SOURCE MATERIAL section start
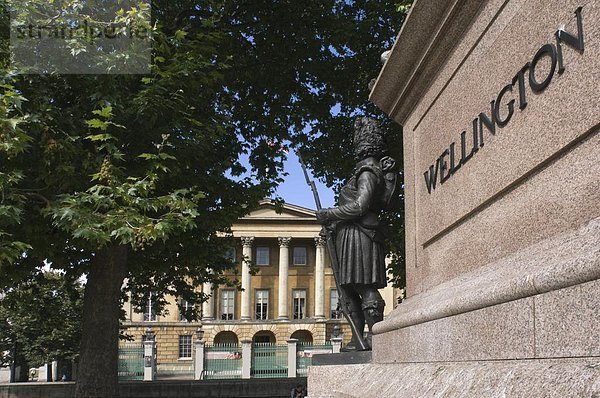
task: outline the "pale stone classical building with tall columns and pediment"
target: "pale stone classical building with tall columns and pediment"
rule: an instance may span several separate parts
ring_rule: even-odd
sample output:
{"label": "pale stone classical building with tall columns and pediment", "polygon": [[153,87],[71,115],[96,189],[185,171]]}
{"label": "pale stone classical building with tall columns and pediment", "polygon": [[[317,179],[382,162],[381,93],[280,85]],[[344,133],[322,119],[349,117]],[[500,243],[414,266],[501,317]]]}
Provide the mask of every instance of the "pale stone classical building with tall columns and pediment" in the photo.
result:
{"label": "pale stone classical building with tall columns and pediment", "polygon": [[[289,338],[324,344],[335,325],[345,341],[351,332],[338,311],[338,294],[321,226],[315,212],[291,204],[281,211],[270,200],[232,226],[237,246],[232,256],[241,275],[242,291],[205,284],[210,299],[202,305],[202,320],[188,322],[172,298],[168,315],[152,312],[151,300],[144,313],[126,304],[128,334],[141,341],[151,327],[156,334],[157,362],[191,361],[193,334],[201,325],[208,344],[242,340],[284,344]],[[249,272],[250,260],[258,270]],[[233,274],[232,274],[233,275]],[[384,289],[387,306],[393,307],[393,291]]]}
SOURCE MATERIAL section end
PROBLEM TO WORK ON -
Everything from the line holding "Provide the mask" through the last line of the entries should be retyped exactly, with no other lines.

OUTPUT -
Provide the mask of every instance of the "pale stone classical building with tall columns and pediment" in the photo.
result:
{"label": "pale stone classical building with tall columns and pediment", "polygon": [[[289,338],[324,344],[335,325],[345,341],[351,332],[338,311],[338,294],[321,226],[315,212],[291,204],[281,211],[270,200],[232,226],[237,246],[232,256],[241,275],[242,291],[205,284],[210,299],[202,305],[202,320],[188,322],[172,298],[168,315],[152,312],[151,300],[144,313],[126,304],[128,334],[141,341],[151,327],[156,334],[157,362],[191,361],[193,334],[201,325],[208,344],[242,340],[284,344]],[[249,272],[250,260],[258,270]],[[233,274],[232,274],[233,275]],[[384,289],[387,306],[393,307],[393,291]]]}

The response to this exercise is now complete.